*DIRECTIONS*:
(A) Retype the stretch of the Columbia River Crossing statement from "Sen. Annette Cleveland, D-Vancouver, released" through "economy. Not anymore.", word for word.
(B) Extend the statement on the Columbia River Crossing funding failure, picking up after its final sentence.

*SELECTED EXCERPT*:
Cleveland comments on Legislature’s failure to fund Columbia River Crossing

July 1st, 2013|

Sen. Annette Cleveland, D-Vancouver, released this statement today regarding the failure of the Legislature to fund the Columbia River Crossing as part of a transportation revenue package:

"This is a sad day for our district and our state. The Columbia River Crossing project is the single most important investment we can make for our future — and key lawmakers are refusing to make it.

“At a time when Vancouver and our surrounding region suffer from one of the highest unemployment rates in the state, the CRC project would have provided more than 20,000 jobs through project design and construction. By 2030, 4,200 additional regional and state jobs would have been created, adding $231 million in additional wages to our local economy. Not anymore.

Items from a data source

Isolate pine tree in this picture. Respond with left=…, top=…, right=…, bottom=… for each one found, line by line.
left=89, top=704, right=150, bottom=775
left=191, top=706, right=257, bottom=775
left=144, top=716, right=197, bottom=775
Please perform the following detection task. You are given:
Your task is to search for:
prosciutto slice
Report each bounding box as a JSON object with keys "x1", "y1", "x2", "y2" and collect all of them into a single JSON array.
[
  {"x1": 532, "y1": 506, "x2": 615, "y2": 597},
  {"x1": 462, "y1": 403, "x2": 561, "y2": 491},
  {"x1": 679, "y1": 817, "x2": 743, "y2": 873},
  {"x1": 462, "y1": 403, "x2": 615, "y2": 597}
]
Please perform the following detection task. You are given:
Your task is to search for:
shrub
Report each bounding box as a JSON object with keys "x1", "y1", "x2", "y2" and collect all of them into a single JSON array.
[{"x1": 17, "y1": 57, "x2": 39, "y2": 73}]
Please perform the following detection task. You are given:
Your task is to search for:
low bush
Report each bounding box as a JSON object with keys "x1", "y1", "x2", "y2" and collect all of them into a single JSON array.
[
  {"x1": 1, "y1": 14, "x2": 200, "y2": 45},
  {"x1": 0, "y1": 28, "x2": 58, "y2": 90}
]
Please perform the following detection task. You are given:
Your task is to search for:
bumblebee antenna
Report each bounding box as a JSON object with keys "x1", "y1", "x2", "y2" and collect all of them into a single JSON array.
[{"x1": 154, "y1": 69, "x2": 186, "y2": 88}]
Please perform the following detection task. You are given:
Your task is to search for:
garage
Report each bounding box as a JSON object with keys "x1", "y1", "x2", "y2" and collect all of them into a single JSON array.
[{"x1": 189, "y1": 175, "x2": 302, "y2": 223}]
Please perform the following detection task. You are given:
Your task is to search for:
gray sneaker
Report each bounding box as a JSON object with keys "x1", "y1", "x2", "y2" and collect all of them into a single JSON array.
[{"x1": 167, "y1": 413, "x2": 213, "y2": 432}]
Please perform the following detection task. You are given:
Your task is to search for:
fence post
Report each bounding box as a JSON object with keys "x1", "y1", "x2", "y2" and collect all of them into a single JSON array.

*ANSWERS TO THE PROBLEMS*:
(A)
Sen. Annette Cleveland, D-Vancouver, released this statement today regarding the failure of the Legislature to fund the Columbia River Crossing as part of a transportation revenue package:

"This is a sad day for our district and our state. The Columbia River Crossing project is the single most important investment we can make for our future — and key lawmakers are refusing to make it.

“At a time when Vancouver and our surrounding region suffer from one of the highest unemployment rates in the state, the CRC project would have provided more than 20,000 jobs through project design and construction. By 2030, 4,200 additional regional and state jobs would have been created, adding $231 million in additional wages to our local economy. Not anymore.

(B)
“I was hopeful that my colleagues across the aisle would choose to be partners in the prosperity of our region and our state, not obstructionists. I consider the failure to address our aging infrastructure as nothing less than a dereliction of our duty as legislators. Our constituents expect us to roll up our sleeves and make hard decisions, not stick our heads in the sand while every new day risks the collapse of a functionally obsolete bridge. I would have thought the CRC opponents would have taken stark notice of the collapse of the Skagit River Bridge in Mt. Vernon earlier this year, but apparently that wake up call was lost on them.

“As many of you know, I work in health care and I also view this project as a health and safety issue for our community. The heavy traffic congestion leads to accidents every day and we see the results of those accidents in the emergency rooms of our hospitals. Not only that, the only level-one trauma care in our region is available in Portland. If a loved one needs trauma care, and the bridge is backed up with traffic, the only option is helicopter transport; this is expensive and not always possible if weather conditions prevent flight, or when there are multiple trauma cases at one time. The human costs of further delay of this project are as unacceptable as the economic costs of delay.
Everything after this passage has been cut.